No matter how successful your small business is, you’re going to have periods in which sales may be down, customers may be slow to pay or orders aren’t getting fulfilled due to inventory problems, resulting in your monthly expenses being greater than your monthly revenue. These are just some of the scenarios that may lead to a negative cash flow.
If you are experiencing negative cash flow, how long can your business survive? Unfortunately, there isn’t a one-size-fits-all answer to this, because a negative cash flow may be the result of several factors.
Why are you in the Red?
The first question you need to answer is why exactly your business is in the red. Once you’ve identified the reason, you can consider different solutions to help you get back to being cash flow positive.
Some of the reasons your small business may be in the red include:
- You’re waiting for invoices to be paid – You may have a strong accounts receivable portfolio, but that won’t do you much good until customers settle the bills that they owe you.
- You have too much inventory – You may have over-anticipated demand for certain products and as a result, bought more inventory than you can afford.
- Sales are slow – Your gross revenue may not be where you want it to be, perhaps due to supply shortages and the continued rippling effects of the COVID-19 pandemic.
- You’re waiting to launch a new product – You may have invested heavily in the research and marketing for a new product or service that you haven’t begun to sell yet.

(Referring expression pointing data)
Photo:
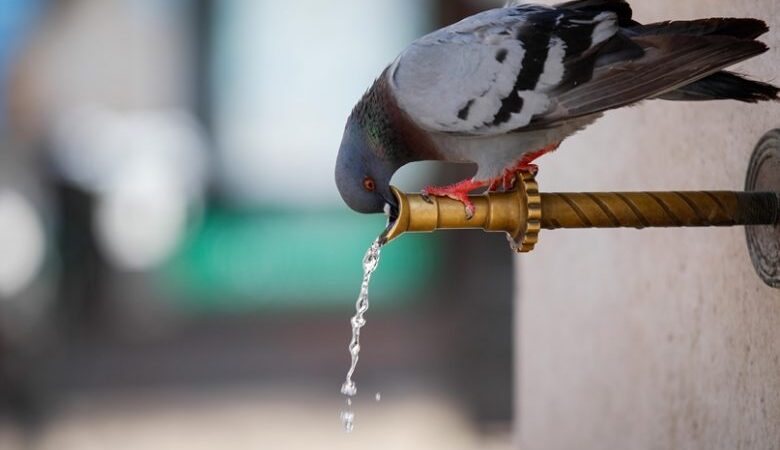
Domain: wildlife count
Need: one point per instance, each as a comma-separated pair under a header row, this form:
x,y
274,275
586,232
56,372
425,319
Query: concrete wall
x,y
654,339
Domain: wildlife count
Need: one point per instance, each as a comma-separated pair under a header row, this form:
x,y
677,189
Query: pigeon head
x,y
362,175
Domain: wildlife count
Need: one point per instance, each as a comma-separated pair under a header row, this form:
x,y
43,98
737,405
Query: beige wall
x,y
655,339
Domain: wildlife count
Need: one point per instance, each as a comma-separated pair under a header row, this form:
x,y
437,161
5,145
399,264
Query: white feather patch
x,y
553,66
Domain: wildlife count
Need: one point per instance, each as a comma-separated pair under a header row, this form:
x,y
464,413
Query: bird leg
x,y
507,179
458,191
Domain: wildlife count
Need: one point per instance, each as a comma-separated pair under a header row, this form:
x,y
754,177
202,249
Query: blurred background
x,y
177,269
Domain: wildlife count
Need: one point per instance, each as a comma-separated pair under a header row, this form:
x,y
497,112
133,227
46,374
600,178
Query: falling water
x,y
370,263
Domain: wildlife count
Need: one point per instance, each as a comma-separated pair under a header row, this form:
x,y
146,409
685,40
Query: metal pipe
x,y
523,212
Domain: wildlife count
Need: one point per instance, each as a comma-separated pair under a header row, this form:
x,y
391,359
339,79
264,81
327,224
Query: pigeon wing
x,y
498,71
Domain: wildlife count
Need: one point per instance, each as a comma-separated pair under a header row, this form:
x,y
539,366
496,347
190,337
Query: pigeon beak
x,y
391,208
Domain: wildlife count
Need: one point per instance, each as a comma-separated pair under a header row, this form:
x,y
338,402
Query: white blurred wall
x,y
659,339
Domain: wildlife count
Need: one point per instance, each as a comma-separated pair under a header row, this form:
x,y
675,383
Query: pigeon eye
x,y
369,184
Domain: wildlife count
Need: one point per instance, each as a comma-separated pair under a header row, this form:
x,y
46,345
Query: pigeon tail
x,y
725,86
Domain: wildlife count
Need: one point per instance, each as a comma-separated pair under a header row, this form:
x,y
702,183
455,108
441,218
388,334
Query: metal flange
x,y
764,240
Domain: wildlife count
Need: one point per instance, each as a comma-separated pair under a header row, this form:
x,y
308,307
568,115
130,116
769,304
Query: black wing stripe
x,y
536,42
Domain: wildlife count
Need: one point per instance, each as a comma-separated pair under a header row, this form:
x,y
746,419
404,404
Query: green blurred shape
x,y
235,261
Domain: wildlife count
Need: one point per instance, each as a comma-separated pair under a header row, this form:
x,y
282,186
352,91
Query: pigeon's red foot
x,y
525,164
458,191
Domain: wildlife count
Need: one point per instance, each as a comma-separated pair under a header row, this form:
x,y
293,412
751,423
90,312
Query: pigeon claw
x,y
458,191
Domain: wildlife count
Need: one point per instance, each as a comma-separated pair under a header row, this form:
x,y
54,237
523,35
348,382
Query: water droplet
x,y
349,388
358,321
348,420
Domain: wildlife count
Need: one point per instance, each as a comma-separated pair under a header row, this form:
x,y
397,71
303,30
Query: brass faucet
x,y
523,211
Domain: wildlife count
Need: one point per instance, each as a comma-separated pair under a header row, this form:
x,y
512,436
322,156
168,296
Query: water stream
x,y
358,321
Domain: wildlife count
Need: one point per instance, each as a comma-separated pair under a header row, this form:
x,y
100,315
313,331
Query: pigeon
x,y
503,87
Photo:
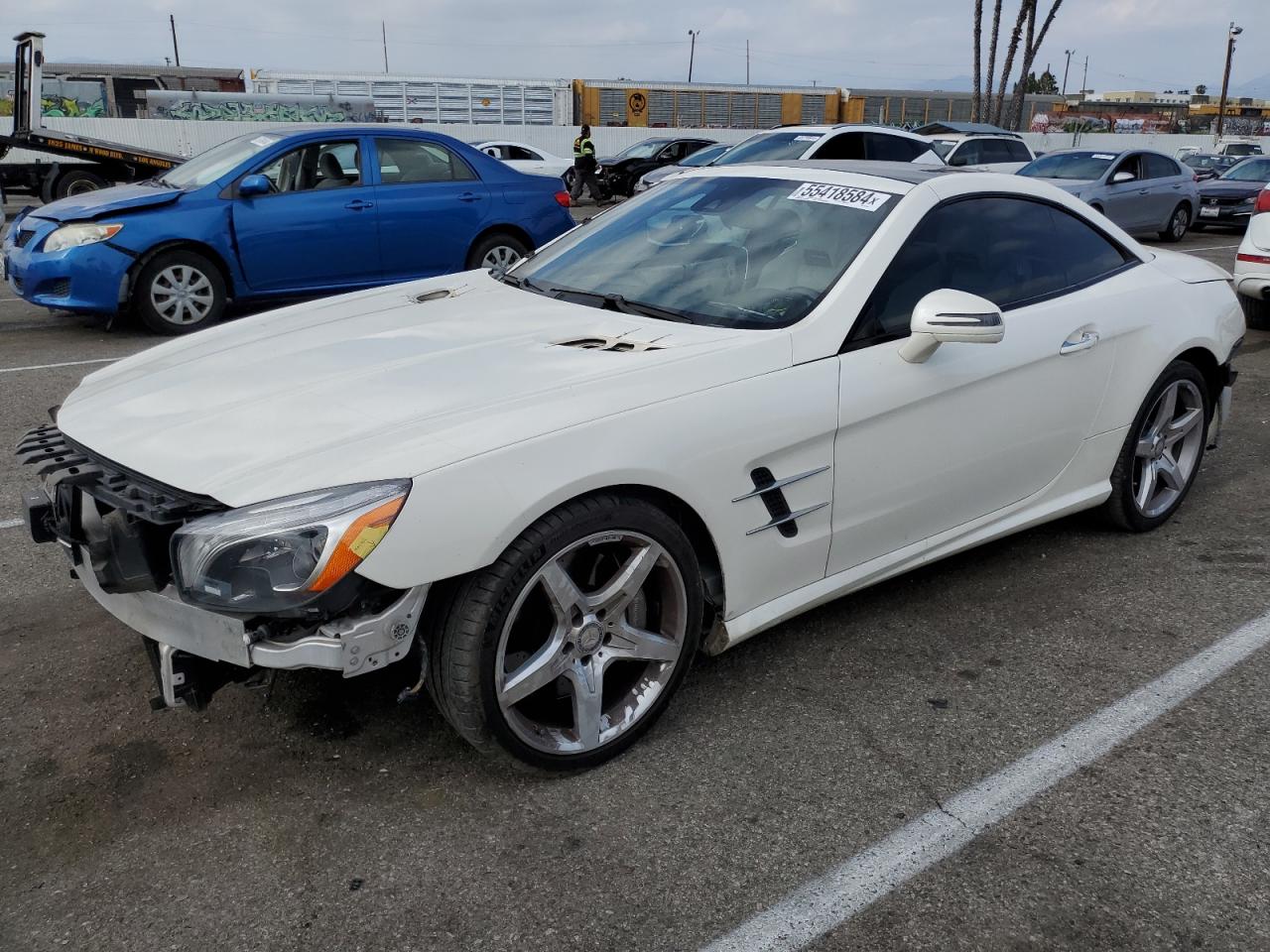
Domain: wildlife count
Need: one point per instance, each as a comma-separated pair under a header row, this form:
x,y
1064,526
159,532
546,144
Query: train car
x,y
434,99
912,108
701,104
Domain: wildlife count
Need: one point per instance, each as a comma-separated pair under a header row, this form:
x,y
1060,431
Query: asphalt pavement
x,y
322,815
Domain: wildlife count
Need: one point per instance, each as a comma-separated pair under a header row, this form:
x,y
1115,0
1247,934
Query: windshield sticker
x,y
843,195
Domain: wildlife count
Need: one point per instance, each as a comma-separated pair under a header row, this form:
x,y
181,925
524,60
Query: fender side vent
x,y
620,345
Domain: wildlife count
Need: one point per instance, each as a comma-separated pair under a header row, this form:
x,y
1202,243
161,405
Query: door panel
x,y
431,207
928,447
316,231
924,448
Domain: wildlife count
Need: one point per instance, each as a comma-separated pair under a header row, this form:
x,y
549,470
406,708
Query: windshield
x,y
1070,166
770,145
1248,171
643,150
725,252
703,157
207,167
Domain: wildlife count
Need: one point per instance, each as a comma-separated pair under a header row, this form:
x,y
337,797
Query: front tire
x,y
566,651
499,250
1162,451
1178,223
180,293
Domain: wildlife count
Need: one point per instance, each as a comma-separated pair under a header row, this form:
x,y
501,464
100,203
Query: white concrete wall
x,y
191,137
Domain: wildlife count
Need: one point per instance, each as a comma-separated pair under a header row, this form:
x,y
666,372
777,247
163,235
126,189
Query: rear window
x,y
1070,166
770,145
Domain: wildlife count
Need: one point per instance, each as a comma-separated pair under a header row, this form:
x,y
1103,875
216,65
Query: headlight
x,y
76,235
284,553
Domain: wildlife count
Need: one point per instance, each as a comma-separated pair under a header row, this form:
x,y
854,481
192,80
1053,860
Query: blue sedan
x,y
281,213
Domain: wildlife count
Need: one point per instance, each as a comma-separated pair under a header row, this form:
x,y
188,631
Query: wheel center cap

Problems to solve>
1 - According to the text on negative cash flow, why is there no single answer to how long a business in negative cash flow can survive?
2 - Extend the text on small-business negative cash flow, picking up after its last sentence.

Results for the exercise>
1 - A negative cash flow may result from several different factors, so no one answer fits every business.

2 -
- Your overhead/operating expenses are too high – Your overhead/operating expenses include payroll, rent and utility payments, internet access bills, etc. There may be areas in your overhead for which you are paying too much and need to reexamine.
- You’re carrying too much debt – Financing is crucial to the growth of many small businesses and there are many lending options out there, but those regular installment payments of that debt may have gotten the best of you
Figure Out a Timeline
When your business is in the red, it’s going to be a stressful and time-sensitive situation. First, how long can you afford to stay there?
You can figure this out by using a very simple equation – take the amount you have in cash reserves and credit, and divide that by how much money you are losing every month. For example, if you owe $6,000 every month and you have a total of $60,000 in reserves, credit and borrowings from friends or family, then you can afford to operate for 10 more months.
If you have a bright spot on the horizon, such as a due date for a big invoice or the launch of a new product, then you may have multiple solutions available to you. Additionally, if you’re in the red because sales are slow, then you would have 10 months to figure out how to make your business profitable again by adjusting your prices or figuring out ways to cut overhead.
Re-examine Your Products/Prices
If you’re struggling with a negative cash flow because of weak sales, then you may have to take a hard look at the prices of your products or services It could be that your sales margin – the price of your product minus the cost of producing your product – may be too low, thus indicating a need to adjust the price of your product.
Perhaps you need to come up with a plan to reinvent your business. Think about the way you’re promoting your product or service and whether you are reaching the right market. For example, an expensive, gourmet restaurant probably won’t succeed in a middle- or low-income neighborhood no matter how good the food is. Does your product or service represent the same mismatch with the market you’re trying to sell to?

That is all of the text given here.